Reproduce the judgment word for word between "The Tribunal’s decision" and "and present arguments.", inclusive.

--- EXCERPT ---
____

DCD17 v Minister for Immigration
[2018] FCCA 399
•21 February 2018
FEDERAL CIRCUIT COURT OF AUSTRALIA
| DCD17 v MINISTER FOR IMMIGRATION & ANOR | [2018] FCCA 399 |
| Catchwords: MIGRATION – Administrative Appeals Tribunal – application for a Protection visa – whether the Tribunal failed to properly consider the applicant’s claims for protection – no jurisdictional error identified – application dismissed. |
| Legislation: Migration Act 1958 (Cth), ss.5J, 36, 476 |
| Applicant: | DCD17 |
| First Respondent: | MINISTER FOR IMMIGRATION & BORDER PROTECTION |
| Second Respondent: | ADMINISTRATIVE APPEALS TRIBUNAL |
| File Number: | SYG 2176 of 2017 |
| Judgment of: | Judge Street |
| Hearing date: | 21 February 2018 |
| Date of Last Submission: | 21 February 2018 |
| Delivered at: | Sydney |
| Delivered on: | 21 February 2018 |
REPRESENTATION
| The applicant appeared in person. |
| Solicitors for the Respondents: | Mr A Fisher HWL Ebsworth Lawyers |
ORDERS
The application is dismissed.
The applicant to pay the first respondent’s costs fixed in the amount of $5,600.00.
| FEDERAL CIRCUIT COURT OF AUSTRALIA AT SYDNEY |
SYG 2176 of 2017
| DCD17 |
Applicant
And
| MINISTER FOR IMMIGRATION & BORDER PROTECTION |
First Respondent
| ADMINISTRATIVE APPEALS TRIBUNAL |
Second Respondent
REASONS FOR JUDGMENT
Background
This is an application for a Constitutional writ within the Court’s jurisdiction under s 476 of the Migration Act1958 (Cth) (“the Act”) in respect of a decision of the Administrative Appeals Tribunal (“the Tribunal”) made on 16 June 2017 affirming a decision of the delegate not to grant the applicant a protection visa.
The applicant was found to be a citizen of Bangladesh and his claims were assessed against that country. On 16 December 2014, the applicant commenced an application for a subclass FA 600 (Sponsored Family Stream) Visitor visa. On 22 December 2014, the applicant was granted an FA 600 visa valid until 22 March 2015 for a single entry of 15 days. It was not until 8 February 2015 that the applicant arrived in Australia. The applicant then lodged an application for protection on 20 February 2015.
The applicant claimed to fear harm by reason of being a supporter and former office bearer of the opposition, Bangladesh National Party (“BNP”). The applicant claimed to fear that activists from the ruling Awami League backed by government agents would detain, imprison and assault the applicant if he returns to Bangladesh because of his past involvement with the BNP. The applicant also claimed to fear harm by reason of the pursuit of a false criminal case against him.
On 7 August 2015, the delegate refused to grant the applicant a protection visa and found the applicant failed to meet the criteria for the grant of a visa under the Act. The delegate did not accept that the applicant was shot at by activists in December 2013 and the delegate did not accept the applicant was so concerned for his safety following the claimed March 2012 and December 2013 attacks that he sought to leave Bangladesh. The delegate did not accept the applicant was in hiding following the March 2012 and December 2013 incidents. The delegate did not accept that the applicant’s assertion that police came to the applicant’s home and told his wife there was a case against him and did not accept that the applicant had a genuine fear of harm in Bangladesh.
The Tribunal’s decision
The applicant applied for review on 24 August 2015. The applicant was invited to attend a hearing before the Tribunal, and the applicant appeared before the Tribunal on 20 April 2017 to give evidence and present arguments.

____

[Named object pointing entries]

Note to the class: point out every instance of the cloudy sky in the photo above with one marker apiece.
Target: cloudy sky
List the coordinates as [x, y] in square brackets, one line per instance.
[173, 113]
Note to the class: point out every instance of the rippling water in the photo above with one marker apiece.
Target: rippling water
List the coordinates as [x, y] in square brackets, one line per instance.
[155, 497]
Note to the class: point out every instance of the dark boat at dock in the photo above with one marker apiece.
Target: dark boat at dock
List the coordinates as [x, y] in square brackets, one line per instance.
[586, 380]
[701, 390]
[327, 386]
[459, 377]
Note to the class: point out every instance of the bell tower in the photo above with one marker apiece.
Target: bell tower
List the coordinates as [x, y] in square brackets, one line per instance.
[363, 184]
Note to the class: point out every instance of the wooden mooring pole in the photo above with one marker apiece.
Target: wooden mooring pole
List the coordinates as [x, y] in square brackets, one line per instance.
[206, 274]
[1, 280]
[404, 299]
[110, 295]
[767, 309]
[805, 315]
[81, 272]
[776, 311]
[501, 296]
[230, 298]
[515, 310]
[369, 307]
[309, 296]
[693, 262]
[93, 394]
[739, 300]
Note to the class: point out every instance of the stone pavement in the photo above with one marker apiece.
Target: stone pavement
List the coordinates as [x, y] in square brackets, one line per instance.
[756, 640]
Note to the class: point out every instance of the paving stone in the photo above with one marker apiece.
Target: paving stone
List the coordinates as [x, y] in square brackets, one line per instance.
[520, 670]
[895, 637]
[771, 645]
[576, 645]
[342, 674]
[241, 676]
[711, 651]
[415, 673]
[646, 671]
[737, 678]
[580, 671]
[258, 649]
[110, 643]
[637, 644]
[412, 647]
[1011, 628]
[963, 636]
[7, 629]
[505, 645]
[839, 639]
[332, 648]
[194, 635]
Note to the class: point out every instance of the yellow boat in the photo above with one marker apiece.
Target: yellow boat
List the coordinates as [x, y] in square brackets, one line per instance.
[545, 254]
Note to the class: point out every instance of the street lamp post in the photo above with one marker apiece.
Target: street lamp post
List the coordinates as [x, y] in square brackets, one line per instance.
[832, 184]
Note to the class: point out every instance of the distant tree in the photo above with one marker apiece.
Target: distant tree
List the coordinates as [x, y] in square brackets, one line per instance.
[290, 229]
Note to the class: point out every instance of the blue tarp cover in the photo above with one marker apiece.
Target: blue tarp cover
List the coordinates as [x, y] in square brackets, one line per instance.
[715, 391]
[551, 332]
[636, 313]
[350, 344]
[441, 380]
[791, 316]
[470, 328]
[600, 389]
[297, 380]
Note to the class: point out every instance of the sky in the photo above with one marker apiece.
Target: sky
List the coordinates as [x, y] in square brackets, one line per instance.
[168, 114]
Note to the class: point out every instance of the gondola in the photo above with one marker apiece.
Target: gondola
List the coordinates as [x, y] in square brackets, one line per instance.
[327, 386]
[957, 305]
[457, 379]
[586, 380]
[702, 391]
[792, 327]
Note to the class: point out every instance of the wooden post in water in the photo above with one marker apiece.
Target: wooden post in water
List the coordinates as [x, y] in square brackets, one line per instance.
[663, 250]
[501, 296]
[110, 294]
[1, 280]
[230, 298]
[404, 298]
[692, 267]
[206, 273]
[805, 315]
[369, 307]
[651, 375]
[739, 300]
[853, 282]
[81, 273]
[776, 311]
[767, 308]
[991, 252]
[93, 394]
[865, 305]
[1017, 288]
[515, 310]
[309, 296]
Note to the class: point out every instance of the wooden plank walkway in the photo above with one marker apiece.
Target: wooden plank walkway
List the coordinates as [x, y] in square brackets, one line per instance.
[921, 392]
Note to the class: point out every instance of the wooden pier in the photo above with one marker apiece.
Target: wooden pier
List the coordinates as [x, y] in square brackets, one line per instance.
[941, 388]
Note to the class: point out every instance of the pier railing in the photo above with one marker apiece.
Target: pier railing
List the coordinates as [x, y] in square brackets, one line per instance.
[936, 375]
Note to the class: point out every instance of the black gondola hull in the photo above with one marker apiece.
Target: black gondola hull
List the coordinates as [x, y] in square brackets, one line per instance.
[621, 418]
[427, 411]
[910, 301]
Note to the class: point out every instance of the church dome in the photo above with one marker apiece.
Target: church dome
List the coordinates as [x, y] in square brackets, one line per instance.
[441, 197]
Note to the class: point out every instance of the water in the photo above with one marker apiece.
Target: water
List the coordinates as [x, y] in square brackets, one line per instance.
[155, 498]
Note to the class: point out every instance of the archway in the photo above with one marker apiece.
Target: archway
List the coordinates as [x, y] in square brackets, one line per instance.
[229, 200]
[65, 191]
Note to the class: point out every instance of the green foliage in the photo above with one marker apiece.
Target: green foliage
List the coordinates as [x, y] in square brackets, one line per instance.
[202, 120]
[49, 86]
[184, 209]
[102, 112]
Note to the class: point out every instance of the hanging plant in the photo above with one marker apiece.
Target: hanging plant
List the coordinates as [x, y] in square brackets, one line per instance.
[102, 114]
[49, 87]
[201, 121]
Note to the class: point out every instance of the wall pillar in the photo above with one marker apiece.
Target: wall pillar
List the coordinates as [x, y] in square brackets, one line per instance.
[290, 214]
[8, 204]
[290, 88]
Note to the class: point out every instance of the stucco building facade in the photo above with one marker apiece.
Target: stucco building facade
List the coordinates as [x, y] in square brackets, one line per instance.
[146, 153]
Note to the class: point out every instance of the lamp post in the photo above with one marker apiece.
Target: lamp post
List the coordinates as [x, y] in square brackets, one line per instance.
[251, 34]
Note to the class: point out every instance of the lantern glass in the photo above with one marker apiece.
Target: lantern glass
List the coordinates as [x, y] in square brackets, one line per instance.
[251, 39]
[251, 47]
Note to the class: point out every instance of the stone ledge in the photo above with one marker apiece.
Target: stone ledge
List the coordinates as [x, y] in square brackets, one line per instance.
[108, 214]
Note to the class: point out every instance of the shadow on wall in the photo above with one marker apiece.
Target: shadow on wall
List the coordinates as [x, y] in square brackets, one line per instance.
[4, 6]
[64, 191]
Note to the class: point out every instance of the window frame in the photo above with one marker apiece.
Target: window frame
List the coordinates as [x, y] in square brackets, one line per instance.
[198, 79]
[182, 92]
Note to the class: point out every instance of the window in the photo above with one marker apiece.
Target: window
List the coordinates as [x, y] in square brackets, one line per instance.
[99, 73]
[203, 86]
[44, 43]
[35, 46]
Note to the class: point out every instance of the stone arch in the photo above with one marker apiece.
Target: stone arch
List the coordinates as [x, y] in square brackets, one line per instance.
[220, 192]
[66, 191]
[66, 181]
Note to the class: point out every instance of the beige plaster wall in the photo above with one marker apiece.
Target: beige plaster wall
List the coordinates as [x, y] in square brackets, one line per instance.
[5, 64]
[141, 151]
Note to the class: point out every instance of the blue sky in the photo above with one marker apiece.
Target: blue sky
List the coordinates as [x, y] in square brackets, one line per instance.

____

--- RESULT FOR THIS TASK ---
The Tribunal’s decision
The applicant applied for review on 24 August 2015. The applicant was invited to attend a hearing before the Tribunal, and the applicant appeared before the Tribunal on 20 April 2017 to give evidence and present arguments.